Exercise task A:
Reproduce the article on child life insurance word for word, in full.

Quoted passage:
## Start

The Pros and Cons of Child Life Insurance


In today's world there are no assurances. Things can happen beyond your control and you are often left reeling and helpless. In matters of death, whether sudden or due to old age or illness, your primary hope is that you can leave behind enough for your family and loved ones. Keeping this in mind, life insurance is an excellent vehicle to save for your family’s future. But, while everyone knows that adults should have life insurance, is it a wise investment for your children? Do they even need life insurance in the first place?

Before getting in to the debate about whether it's a good idea to purchase life insurance for your children, you need to understand the difference between the two types of insurance on offer:

Types of Child Life Insurance –

Term Life insurance: The premiums on this type of insurance start off cheap and increase as you near the end of the term agreed upon. Term insurance implies that the premiums you pay are guaranteed for a specific term of say ten, fifteen, or even twenty years. The cash benefits will be made available only if your child dies within the term of the policy. The one plus point here is that this insurance is affordable and can often be converted to a permanent policy later on in life.

Permanent Life insurance: This type of insurance involves higher premiums for as long as you have the policy. These policies incorporate an insurance component as well as an investment component. Most plans of this type have a guaranteed insurability that means that the policy will be applicable even if your health changes or declines. You will also be able to withdraw the cash component after a certain amount of time but usually with fees and restrictions along with it. Your children can use the benefits as the investment component could provide for their education or other expenses. This insurance also stands as collateral for loans.

## End

Stored data:
## Start

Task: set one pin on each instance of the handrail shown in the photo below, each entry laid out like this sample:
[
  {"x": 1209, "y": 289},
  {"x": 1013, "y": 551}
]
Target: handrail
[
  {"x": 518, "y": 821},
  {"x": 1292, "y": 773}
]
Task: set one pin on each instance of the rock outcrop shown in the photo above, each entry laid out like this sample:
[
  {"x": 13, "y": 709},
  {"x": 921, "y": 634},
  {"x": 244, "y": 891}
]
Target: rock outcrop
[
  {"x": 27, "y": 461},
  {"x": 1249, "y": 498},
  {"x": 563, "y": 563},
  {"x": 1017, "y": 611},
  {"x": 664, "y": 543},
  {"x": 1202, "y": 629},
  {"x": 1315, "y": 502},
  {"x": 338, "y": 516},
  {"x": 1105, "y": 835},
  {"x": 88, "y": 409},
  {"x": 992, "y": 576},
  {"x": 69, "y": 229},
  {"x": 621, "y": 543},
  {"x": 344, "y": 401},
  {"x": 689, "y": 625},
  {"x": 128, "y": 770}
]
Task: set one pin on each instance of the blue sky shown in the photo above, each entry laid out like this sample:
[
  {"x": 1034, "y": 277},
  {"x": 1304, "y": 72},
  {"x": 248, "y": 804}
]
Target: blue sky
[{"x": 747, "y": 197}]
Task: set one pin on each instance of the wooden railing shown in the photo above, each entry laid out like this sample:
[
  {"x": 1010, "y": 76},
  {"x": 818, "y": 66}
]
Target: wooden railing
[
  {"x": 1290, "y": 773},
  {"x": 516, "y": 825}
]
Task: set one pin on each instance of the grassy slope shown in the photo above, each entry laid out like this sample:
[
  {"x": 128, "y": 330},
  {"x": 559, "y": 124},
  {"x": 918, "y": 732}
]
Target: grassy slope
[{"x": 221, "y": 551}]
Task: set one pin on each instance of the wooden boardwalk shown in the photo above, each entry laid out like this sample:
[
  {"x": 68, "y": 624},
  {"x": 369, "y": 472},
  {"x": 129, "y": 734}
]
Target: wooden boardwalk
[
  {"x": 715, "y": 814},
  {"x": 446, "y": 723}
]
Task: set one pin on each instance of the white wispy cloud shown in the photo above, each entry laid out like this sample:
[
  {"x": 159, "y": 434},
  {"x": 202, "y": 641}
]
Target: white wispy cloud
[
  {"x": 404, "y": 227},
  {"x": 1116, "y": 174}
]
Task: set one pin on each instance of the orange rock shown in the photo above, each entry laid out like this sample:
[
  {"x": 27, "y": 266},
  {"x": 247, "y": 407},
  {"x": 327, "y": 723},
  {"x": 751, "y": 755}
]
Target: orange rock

## End

Exercise task B:
Transcribe the entries word for word, starting with the line that contains "Task: set one pin on each instance of the wooden railing" and going on through the end of the entries.

Task result A:
The Pros and Cons of Child Life Insurance


In today's world there are no assurances. Things can happen beyond your control and you are often left reeling and helpless. In matters of death, whether sudden or due to old age or illness, your primary hope is that you can leave behind enough for your family and loved ones. Keeping this in mind, life insurance is an excellent vehicle to save for your family’s future. But, while everyone knows that adults should have life insurance, is it a wise investment for your children? Do they even need life insurance in the first place?

Before getting in to the debate about whether it's a good idea to purchase life insurance for your children, you need to understand the difference between the two types of insurance on offer:

Types of Child Life Insurance –

Term Life insurance: The premiums on this type of insurance start off cheap and increase as you near the end of the term agreed upon. Term insurance implies that the premiums you pay are guaranteed for a specific term of say ten, fifteen, or even twenty years. The cash benefits will be made available only if your child dies within the term of the policy. The one plus point here is that this insurance is affordable and can often be converted to a permanent policy later on in life.

Permanent Life insurance: This type of insurance involves higher premiums for as long as you have the policy. These policies incorporate an insurance component as well as an investment component. Most plans of this type have a guaranteed insurability that means that the policy will be applicable even if your health changes or declines. You will also be able to withdraw the cash component after a certain amount of time but usually with fees and restrictions along with it. Your children can use the benefits as the investment component could provide for their education or other expenses. This insurance also stands as collateral for loans.

Task result B:
Task: set one pin on each instance of the wooden railing shown in the photo above, each entry laid out like this sample:
[
  {"x": 1010, "y": 76},
  {"x": 818, "y": 66}
]
Target: wooden railing
[
  {"x": 1290, "y": 773},
  {"x": 516, "y": 825}
]
Task: set one pin on each instance of the grassy slope shown in the photo above, each entry laid out like this sample:
[
  {"x": 128, "y": 330},
  {"x": 559, "y": 124},
  {"x": 918, "y": 732}
]
Target: grassy slope
[{"x": 221, "y": 551}]
Task: set one pin on each instance of the wooden boardwalk shown in the photo above, each entry laid out like this sample:
[
  {"x": 68, "y": 624},
  {"x": 369, "y": 472},
  {"x": 129, "y": 734}
]
Target: wooden boardwalk
[
  {"x": 715, "y": 814},
  {"x": 446, "y": 723}
]
Task: set one pin on each instance of the white wispy cloud shown in the photo above, each entry laid out like this sample:
[
  {"x": 159, "y": 434},
  {"x": 202, "y": 641}
]
Target: white wispy cloud
[
  {"x": 404, "y": 227},
  {"x": 1116, "y": 174}
]
Task: set one pin on each instance of the orange rock shown in the photo above, each entry laid out like this sample:
[
  {"x": 27, "y": 266},
  {"x": 247, "y": 407},
  {"x": 327, "y": 723},
  {"x": 751, "y": 755}
]
Target: orange rock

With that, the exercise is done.